### [Zu erledigen]
a. Nenne alle Titel der Hörspiele, die im Forenbeitrag über Hörspiele mit einer Genreangabe vorgestellt werden.
b. Übersetze aus dem Forenbeitrag über Hörspiele den Satz „Man will die ganze Zeit wissen, wie es weiter geht, so soll es sein.“ ins Englische.
c. Setze den Forenbeitrag über Hörspiele nach seinem letzten Satz fort.

### [Ausgewählter Textauszug]

────────────────────────────────────────

# Hörspiele & Hörbücher



## Bloodletting (8. November 2009)

Der Titel sagt schon alles. Ich fange mal an.
Der Thread soll vor allem Tipps geben, also schreibt auch bitte das Genre dahinter.

*Edgar Allan Poe: *
_Genre: Horror/Krimi_

Ich bin hiermit noch nicht ganz fertig, aber schon jetzt kann ich sagen, dass dieses Hörspiel eine wahrer Diamant ist.
Man will die ganze Zeit wissen, wie es weiter geht, so soll es sein.

*John Sinclair (2000):*
_Genre: Horror/Fantasy_

Sowohl die "Classic"-Folgen, als auch die 2000er Episoden sind brilliant. Man merkt sofort, warum dieses Hörspiel die Spitze der Horror-Hörspiele seit jeher anführt. Dämonen, Untote, Leichenfresser, all das findet hier Platz und wird hervorragend insziniert.

*Gabriel Burns:*
_Genre: Horror/Science Fiction_

Auch wenn dieses Hörspiel schwer mitzuverfolgen ist, wenn man nicht direkt zuhört und nichts anderes nebenbei macht, so ist es dennoch eine Perle. Großartiger Sound und die Story bleibt durch offene Enden fesselnd. Tretet ein in das Reich der "Grauen Engel" und macht Euch bereit, etwas Unvorstellbares zu hören.

*Black Mirror - Das Hörspiel zum Adventure:*
_Genre: Horror_

Wer das Spiel schon kennt, den wird das Hörspiel eher langweilen. Wer das Spiel nicht kennt: Anhören!
Es mag langatmig sein, doch wer bis zum Ende durchhält, wird geschockt und überrascht. Mit den orginal-Sprechern aus dem Spiel geht es hier auf die Suche nach dem Geheimnis der Gordons. Der "Selbstmord" löst etwas unvorstellbar grausames in Willow Greek aus.



Man merkt, dass ich eher der Horror-Hörspiel-Fan bin.^^
Mit Hörbüchern kann ich nur recht wenig anfangen, da ich durch eine einzelne Stimme, die stundenlang redet, nicht sehr gefesselt werde.

────────────────────────────────────────

### [Datenzeilen]
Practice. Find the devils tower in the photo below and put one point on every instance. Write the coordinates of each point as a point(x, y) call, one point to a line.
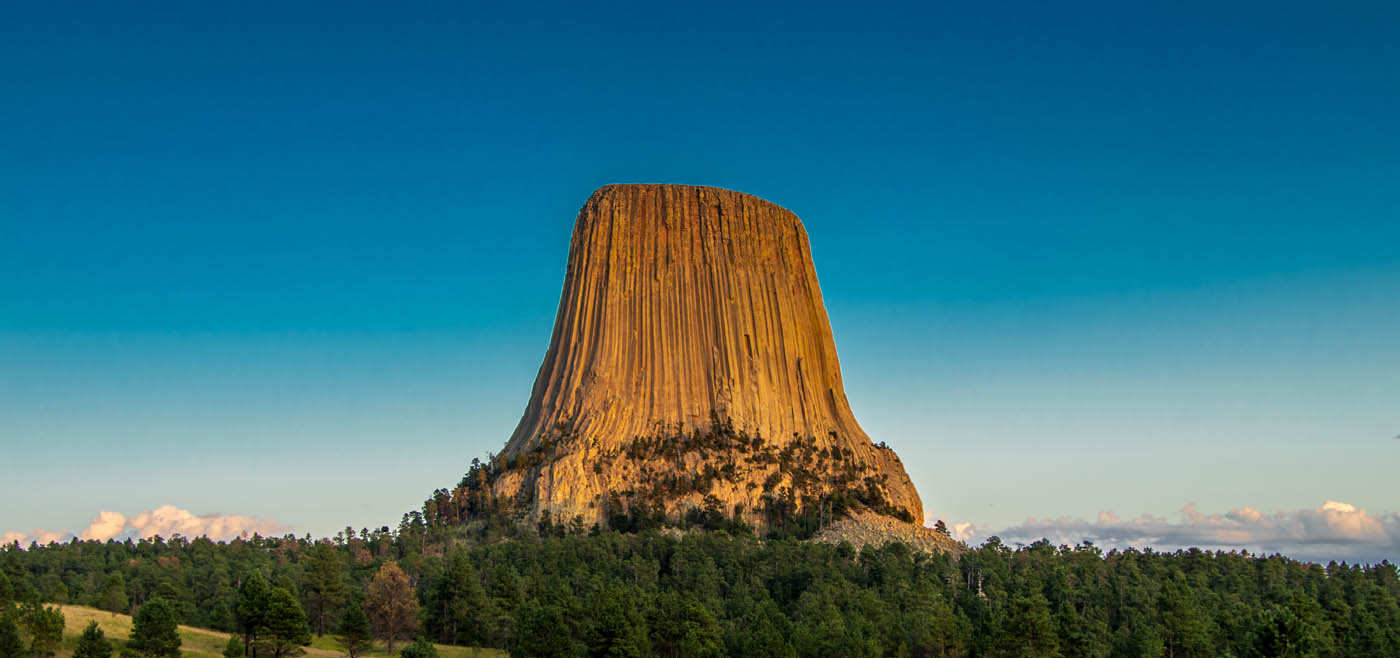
point(692, 364)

────────────────────────────────────────

### [Lösungen]
a.
Edgar Allan Poe
John Sinclair (2000)
Gabriel Burns
Black Mirror - Das Hörspiel zum Adventure

b. You want to know what happens next the whole time, and that's how it should be.

c.
Dann fangt mal an. Was hört ihr? Was fesselt Euch und überhaupt: Wann hört ihr das Zeug?


----------



## SWeeT_mushrOOms (8. November 2009)

Ich hasse Hörspiele & Hörbücher^^
Da les ich mir das Buch lieber selber durch anstatt mir sone ätzende Stimme anzuhören 


			Dieser Inhalt steht nur eingeloggten Mitgliedern zur Verfügung.


----------



## Bloodletting (8. November 2009)

SWeeT_mushrOOms schrieb:


> Ich hasse Hörspiele & Hörbücher^^
> Da les ich mir das Buch lieber selber durch anstatt mir sone ätzende Stimme anzuhören
> 
> 
> Dieser Inhalt steht nur eingeloggten Mitgliedern zur Verfügung.



Du kannst während dem Zocken ein Buch Lesen? Coole Sache ...


----------



## DER Lachmann (8. November 2009)

ich hab früher immer gern die 3 fragezeichen gehört ^^
*hust* tu ich heute noch manchmal gern^^hust*

und durch meinen kranken bruder (guckt abends die kranksten horrorfilme, liest dann im bett noch stephen king und hört
 danach noch john sinclair) hab ich dann auch immer john sinclair und stephen king  als hörbuch mitbekommen...gott wegen dem sack hatte ich abends immrt alpträume durch die halloween folge von john sinclair >_<


----------



## Bloodletting (8. November 2009)

DER schrieb:


> ich hab früher immer gern die 3 fragezeichen gehört ^^
> *hust* tu ich heute noch manchmal gern^^hust*



Die meissten ???-Hörer sind über 20, mach dir mal keinen Kopf.^^


----------



## DER Lachmann (8. November 2009)

Bloodletting schrieb:


> Die meissten ???-Hörer sind über 20, mach dir mal keinen Kopf.^^



puhh...
gut^^


----------



## SWeeT_mushrOOms (8. November 2009)

Bloodletting schrieb:


> Du kannst während dem Zocken ein Buch Lesen? Coole Sache ...



Wozu gibts Ingame Musik? Ich woll doch nicht das die ganzen Komponisten ihre Arbeit umsonst gemacht haben^^.


----------



## LordofDemons (9. November 2009)

Bloodletting schrieb:


> Du kannst während dem Zocken ein Buch Lesen? Coole Sache ...


ich könnt mich während dem zocken nicht auf ein hörspiel konzentrieren das muss ich seperat hören :>


----------



## Deathstyle (2. März 2011)

Ich grabe den Thread jetzt aus.. und zwar mit Recht, ich war nämlich in der Zwickmühle - neuen Thread aufmachen und mir anhören das ich die SuFu benutzen soll oder den hier ausgraben und mir anhören das ich nen Nekro bin? Lies dies bevor du flamest und sag mir was du getan hättest!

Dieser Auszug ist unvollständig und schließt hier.